■ Goal of the exercise
How many lines in the listing below contain the string "element"? Reply with the number alone.

■ Records for the task
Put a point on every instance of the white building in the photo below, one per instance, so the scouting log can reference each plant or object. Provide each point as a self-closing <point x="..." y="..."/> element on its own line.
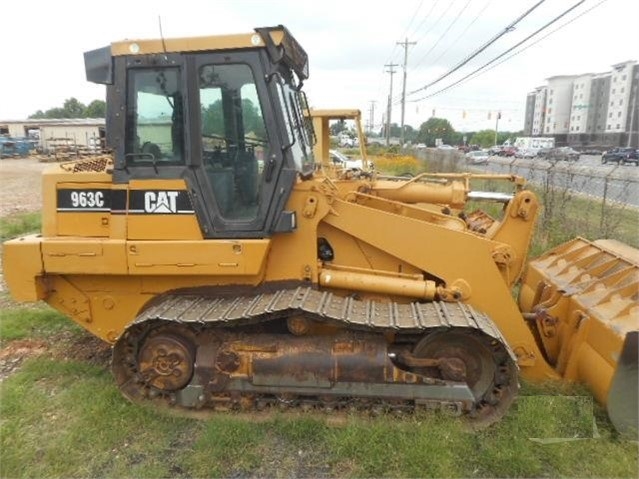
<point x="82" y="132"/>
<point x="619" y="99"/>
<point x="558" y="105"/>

...

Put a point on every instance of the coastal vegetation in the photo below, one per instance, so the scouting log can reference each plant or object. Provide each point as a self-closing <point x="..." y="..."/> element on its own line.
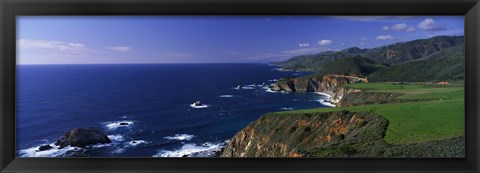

■ Problem solution
2